*** INPUT ***

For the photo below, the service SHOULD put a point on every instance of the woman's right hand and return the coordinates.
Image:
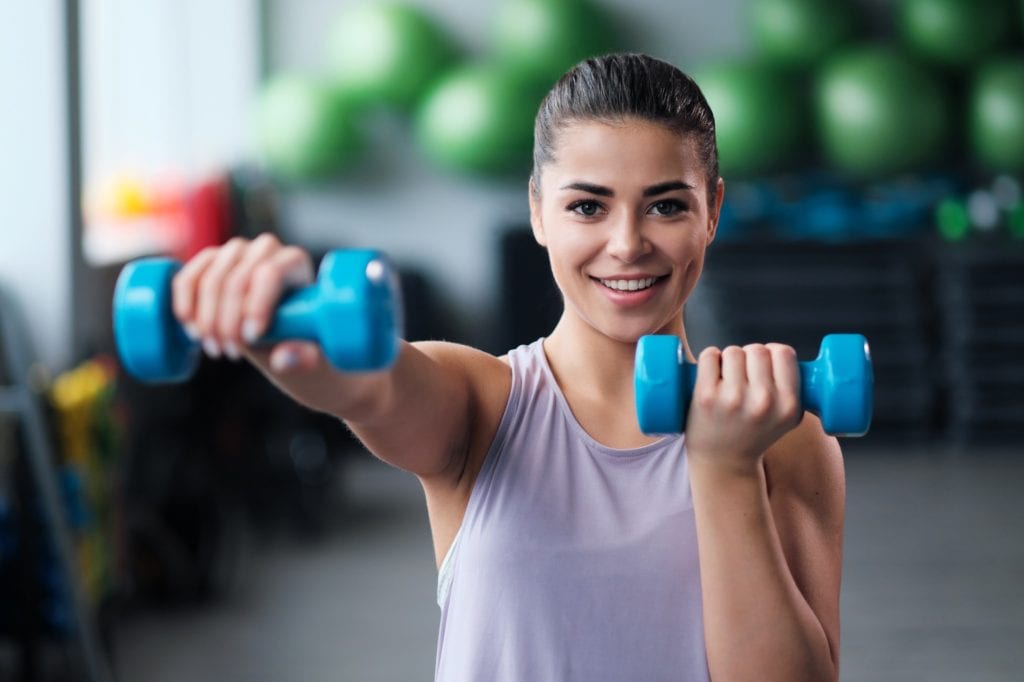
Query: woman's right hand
(225, 297)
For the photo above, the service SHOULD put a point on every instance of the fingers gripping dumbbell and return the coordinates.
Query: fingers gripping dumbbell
(353, 311)
(837, 386)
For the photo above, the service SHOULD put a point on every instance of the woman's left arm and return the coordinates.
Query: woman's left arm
(770, 541)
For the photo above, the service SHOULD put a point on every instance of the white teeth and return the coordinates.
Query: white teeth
(629, 285)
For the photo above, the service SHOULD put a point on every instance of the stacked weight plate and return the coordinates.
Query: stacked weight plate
(981, 292)
(797, 292)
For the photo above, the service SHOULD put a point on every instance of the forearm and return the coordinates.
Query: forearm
(323, 388)
(758, 626)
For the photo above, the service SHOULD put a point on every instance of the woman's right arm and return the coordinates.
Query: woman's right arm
(416, 415)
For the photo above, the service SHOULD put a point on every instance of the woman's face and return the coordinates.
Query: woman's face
(623, 211)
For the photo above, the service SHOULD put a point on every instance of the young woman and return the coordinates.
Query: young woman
(570, 545)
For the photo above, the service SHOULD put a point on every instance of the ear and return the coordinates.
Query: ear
(716, 210)
(536, 221)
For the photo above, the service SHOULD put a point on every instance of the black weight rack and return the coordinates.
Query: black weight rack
(797, 292)
(981, 296)
(20, 402)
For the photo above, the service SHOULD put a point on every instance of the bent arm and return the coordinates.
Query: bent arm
(770, 547)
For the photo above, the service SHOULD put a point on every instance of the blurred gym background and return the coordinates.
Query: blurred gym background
(873, 156)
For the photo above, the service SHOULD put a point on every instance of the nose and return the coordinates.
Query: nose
(627, 241)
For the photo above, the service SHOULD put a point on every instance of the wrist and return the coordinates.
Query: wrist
(720, 467)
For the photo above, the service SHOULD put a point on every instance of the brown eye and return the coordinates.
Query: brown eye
(586, 208)
(668, 207)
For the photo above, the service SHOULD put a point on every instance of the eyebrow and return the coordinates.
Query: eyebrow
(652, 190)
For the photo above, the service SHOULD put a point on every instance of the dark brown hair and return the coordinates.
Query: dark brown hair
(619, 86)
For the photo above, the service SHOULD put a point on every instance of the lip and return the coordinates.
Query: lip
(631, 298)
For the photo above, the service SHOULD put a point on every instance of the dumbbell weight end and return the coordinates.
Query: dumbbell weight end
(353, 311)
(837, 386)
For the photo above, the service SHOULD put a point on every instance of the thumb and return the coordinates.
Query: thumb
(295, 357)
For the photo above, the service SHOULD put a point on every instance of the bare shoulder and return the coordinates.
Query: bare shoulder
(806, 467)
(487, 380)
(487, 376)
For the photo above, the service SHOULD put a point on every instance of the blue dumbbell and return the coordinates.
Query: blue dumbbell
(837, 386)
(353, 311)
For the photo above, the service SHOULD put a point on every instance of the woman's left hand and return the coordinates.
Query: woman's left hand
(743, 400)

*** End of INPUT ***

__PROBLEM TO WORK ON__
Word for word, give the entries above again, with no images included.

__SOLUTION TO THE PROBLEM__
For the photo below, the service SHOULD put a point on every instance of the woman's right hand and return the coordinates.
Image:
Query: woman's right hand
(225, 297)
For the photo above, the service SHOULD put a point on every instance of the fingers gripping dumbbell and return the coordinates.
Query: fingers gripping dumbbell
(353, 311)
(837, 386)
For the photo above, the service SHOULD put a point on every instance of the woman's left arm and return the coordinates.
Query: woman's left arm
(770, 541)
For the photo above, the service SHOULD put a point on every instance of the white teeth and return the coordinates.
Query: white teeth
(629, 285)
For the photo above, the service SHOULD put a point on every instance of the stacked weight plate and return the coordinates.
Query: stacked weight plate
(981, 292)
(797, 292)
For the photo above, the service SHOULD put a point on every instance of the forearm and return the coordinates.
Query: forearm
(323, 388)
(758, 626)
For the photo above, the service SHOULD put a point on every instance of the woman's right arm and return the coordinates.
Query: woman's right arm
(416, 415)
For the photo above, the service SHOULD put a point on every instance of the woman's face and return the coordinates.
Query: woman's face
(623, 211)
For the photo above, the service SHOULD put a point on every instance of the young woman and return the coordinates.
Query: young woman
(570, 545)
For the photo above, the service SHOULD put a point on every instance of the ear and return the coordinates.
Query: ear
(716, 210)
(536, 221)
For the photo above, the service SHOULD put a point on every instance of the black weight rack and return the coordinates.
Query: black weight rack
(797, 292)
(981, 296)
(20, 402)
For the photo above, the service SHOULD put a point on every instance of the bent arm and return the coordinates.
Query: bent arm
(770, 547)
For the photo above, the service SHOULD put a point on every instance of the blurred gym background and return the coordinates.
Query: blurred gym background
(873, 156)
For the photo above, the service SHOULD put a point on every instance of the nose and return the coordinates.
Query: nose
(627, 241)
For the photo above, the service SHOULD put a point on every instance of the wrist and return the coordinates.
Query: wrist
(720, 467)
For the photo above, the service SHOULD put a point on every instance of the brown eye and return the coordinates.
Query: brown eye
(586, 208)
(668, 207)
For the photo above, the service SHOULD put a point on every instance of the eyebrow and return the coordinates.
Query: eyebrow
(652, 190)
For the photo above, the service SHOULD put a point on every instance of the dark brown hair and return the coordinates.
Query: dark brown hair
(619, 86)
For the photo above, the service SHOULD put a point on every instance of the lip and return the coordinates.
Query: lip
(631, 298)
For the photo above, the service SHOULD put a point on every instance of the dumbbell weight end and return the coordinates.
Query: dumbbell weight end
(353, 311)
(837, 386)
For the photo above, the service SHOULD put a point on every instance of the thumb and return the coordinates.
Query: thumb
(295, 357)
For the photo above, the service SHOULD put a point on every instance of the bare shoulder and return the coordinates.
Query: bare shoulder
(806, 467)
(487, 380)
(487, 376)
For the photo above, the service SHOULD put a point on every instance of the blue dumbbell and return the coordinates.
Query: blue dumbbell
(837, 386)
(353, 311)
For the photo above, the service SHOULD put a point on every instance of the woman's left hand and return the coordinates.
Query: woman's left hand
(743, 400)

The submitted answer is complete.